TASK TO COMPLETE
Please quote only the lines that start at the one with "like (94, 161)." and go on to the last line of the data, both ends kept.

[Dataset entries]
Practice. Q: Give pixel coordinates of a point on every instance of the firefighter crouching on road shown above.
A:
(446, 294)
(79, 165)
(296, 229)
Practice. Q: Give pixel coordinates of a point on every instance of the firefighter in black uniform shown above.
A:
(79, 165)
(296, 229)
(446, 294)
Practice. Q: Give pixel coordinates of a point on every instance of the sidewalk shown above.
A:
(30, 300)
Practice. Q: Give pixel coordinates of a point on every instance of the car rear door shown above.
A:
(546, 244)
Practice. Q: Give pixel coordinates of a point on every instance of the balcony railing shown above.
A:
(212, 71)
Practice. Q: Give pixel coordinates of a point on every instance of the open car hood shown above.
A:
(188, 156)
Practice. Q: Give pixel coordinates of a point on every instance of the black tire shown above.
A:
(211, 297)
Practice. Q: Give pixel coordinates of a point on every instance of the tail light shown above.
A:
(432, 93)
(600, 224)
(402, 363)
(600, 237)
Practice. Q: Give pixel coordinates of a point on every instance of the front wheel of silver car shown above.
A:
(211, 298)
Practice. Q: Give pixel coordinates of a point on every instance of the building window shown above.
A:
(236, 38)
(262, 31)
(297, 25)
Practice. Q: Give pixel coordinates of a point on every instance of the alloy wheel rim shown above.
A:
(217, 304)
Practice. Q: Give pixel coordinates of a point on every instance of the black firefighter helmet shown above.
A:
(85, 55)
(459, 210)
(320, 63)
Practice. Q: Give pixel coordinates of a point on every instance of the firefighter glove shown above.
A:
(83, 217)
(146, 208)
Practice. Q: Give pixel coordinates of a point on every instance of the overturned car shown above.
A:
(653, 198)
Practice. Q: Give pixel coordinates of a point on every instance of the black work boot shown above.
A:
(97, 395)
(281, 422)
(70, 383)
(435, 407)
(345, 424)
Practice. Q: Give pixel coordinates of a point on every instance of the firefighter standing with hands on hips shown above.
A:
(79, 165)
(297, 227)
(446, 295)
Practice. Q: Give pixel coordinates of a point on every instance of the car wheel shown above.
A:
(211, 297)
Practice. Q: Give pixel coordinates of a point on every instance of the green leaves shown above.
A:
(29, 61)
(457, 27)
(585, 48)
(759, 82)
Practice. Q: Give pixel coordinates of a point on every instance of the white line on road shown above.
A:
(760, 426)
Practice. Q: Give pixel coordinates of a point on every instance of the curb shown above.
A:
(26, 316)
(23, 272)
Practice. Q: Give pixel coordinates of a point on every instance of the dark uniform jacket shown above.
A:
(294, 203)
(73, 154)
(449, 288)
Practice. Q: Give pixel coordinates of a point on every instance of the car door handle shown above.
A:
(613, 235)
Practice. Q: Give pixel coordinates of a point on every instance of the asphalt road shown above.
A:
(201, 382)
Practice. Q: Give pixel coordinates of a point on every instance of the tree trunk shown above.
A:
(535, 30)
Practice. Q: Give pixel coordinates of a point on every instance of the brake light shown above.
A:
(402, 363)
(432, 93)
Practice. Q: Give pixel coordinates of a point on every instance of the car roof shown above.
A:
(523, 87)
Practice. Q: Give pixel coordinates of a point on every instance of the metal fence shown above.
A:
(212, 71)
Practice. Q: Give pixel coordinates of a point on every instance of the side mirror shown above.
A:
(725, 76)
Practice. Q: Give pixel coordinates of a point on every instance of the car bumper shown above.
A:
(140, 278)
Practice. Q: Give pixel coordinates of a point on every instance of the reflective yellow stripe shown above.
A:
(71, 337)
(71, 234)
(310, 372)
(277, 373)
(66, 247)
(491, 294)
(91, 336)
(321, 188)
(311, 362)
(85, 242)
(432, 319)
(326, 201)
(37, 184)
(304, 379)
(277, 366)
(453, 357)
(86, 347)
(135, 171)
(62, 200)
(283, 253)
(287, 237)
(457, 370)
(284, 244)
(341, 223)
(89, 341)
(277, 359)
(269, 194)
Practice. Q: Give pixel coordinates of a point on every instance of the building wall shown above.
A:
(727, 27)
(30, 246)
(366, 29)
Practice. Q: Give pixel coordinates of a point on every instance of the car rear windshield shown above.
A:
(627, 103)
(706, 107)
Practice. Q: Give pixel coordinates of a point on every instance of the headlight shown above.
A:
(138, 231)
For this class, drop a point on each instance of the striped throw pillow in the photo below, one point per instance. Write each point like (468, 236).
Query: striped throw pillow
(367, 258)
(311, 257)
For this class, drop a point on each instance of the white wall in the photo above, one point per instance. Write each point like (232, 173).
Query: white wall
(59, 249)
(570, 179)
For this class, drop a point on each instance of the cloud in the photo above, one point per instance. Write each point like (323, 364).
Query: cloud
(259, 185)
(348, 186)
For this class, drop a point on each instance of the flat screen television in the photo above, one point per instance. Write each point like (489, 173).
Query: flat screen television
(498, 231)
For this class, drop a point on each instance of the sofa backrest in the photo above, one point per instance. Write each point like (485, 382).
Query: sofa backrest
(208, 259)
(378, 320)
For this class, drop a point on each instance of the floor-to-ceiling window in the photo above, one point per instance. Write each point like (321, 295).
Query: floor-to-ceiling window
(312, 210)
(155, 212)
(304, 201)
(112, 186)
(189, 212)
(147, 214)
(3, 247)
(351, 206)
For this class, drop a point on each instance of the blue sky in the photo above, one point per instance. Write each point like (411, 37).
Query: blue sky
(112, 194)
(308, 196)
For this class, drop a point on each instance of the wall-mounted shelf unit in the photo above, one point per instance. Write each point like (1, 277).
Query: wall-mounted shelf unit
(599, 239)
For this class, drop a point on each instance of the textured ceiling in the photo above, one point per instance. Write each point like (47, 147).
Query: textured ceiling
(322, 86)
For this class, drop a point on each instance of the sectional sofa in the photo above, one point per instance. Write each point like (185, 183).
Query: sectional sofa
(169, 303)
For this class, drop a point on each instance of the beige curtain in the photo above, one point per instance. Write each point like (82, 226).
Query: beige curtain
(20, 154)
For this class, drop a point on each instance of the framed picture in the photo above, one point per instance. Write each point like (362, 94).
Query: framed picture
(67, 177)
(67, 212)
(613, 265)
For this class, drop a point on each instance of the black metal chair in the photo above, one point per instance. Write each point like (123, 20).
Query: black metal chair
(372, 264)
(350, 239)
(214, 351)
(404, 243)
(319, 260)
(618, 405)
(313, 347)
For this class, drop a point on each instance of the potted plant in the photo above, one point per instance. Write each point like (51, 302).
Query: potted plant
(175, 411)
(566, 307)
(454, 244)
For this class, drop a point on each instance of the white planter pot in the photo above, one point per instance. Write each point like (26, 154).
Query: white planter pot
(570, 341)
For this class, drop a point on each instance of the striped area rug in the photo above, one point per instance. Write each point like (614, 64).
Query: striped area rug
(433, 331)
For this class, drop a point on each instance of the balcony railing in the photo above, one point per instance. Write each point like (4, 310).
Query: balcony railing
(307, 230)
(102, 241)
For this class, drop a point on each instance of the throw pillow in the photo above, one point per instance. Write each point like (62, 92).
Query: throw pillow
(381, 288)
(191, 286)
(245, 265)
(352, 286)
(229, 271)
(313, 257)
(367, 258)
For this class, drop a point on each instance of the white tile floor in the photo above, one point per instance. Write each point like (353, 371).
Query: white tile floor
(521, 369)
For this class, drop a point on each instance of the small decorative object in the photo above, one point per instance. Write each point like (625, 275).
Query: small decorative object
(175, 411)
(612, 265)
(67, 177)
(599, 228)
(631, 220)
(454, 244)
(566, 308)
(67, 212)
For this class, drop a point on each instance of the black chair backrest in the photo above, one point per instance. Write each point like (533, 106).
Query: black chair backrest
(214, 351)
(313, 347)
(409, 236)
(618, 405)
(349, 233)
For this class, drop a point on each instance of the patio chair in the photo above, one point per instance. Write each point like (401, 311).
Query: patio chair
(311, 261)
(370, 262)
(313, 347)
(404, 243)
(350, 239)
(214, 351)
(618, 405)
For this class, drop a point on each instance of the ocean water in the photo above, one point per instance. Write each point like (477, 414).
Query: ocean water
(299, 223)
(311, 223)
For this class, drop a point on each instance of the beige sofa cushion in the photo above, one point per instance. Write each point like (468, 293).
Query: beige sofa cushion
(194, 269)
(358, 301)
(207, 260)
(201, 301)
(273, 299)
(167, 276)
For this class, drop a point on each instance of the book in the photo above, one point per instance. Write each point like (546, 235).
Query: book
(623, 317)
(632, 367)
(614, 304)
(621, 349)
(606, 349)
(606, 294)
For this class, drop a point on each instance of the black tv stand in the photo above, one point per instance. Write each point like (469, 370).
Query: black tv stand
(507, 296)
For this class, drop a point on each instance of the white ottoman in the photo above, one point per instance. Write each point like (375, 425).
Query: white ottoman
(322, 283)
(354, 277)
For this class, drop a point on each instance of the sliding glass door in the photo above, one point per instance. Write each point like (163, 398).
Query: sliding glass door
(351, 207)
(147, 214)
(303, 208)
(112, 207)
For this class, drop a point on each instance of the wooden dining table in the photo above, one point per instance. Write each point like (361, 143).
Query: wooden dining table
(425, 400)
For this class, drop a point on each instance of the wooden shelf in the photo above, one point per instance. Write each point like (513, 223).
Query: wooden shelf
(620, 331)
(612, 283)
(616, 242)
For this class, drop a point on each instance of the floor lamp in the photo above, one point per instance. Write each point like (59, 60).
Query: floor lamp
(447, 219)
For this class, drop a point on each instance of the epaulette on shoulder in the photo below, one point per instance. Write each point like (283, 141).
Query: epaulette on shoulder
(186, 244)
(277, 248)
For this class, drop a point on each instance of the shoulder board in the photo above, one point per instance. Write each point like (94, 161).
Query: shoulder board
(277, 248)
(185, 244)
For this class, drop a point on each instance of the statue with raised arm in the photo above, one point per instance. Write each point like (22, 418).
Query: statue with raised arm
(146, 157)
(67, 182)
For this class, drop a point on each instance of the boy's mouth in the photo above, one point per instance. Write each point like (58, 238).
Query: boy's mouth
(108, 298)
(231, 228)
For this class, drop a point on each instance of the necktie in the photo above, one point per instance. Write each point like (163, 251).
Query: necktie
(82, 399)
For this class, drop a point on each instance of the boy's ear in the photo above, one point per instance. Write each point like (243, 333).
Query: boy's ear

COMPLETE RESPONSE
For this class, drop a point on each instance of the shoulder board in the photo above, one point per instance. Write each point like (94, 161).
Query: shoulder board
(277, 248)
(185, 244)
For this class, drop a point on each instance of the statue with raised arm in the photo above, one point per instance. Write each point like (22, 418).
Query: statue with raised arm
(146, 157)
(67, 182)
For this class, drop a point on each instance of the boy's mouth in the photo above, one point per instance. Write each point like (58, 238).
Query: boy's mouth
(108, 298)
(231, 228)
For this class, drop a point on each instance of the necktie in the photo above, one point per instance. Write each point like (163, 251).
Query: necktie
(82, 399)
For this class, drop a point on each instance of the boy's ear in the photo above, one point per instance. Write each point like (243, 333).
Query: boy's ear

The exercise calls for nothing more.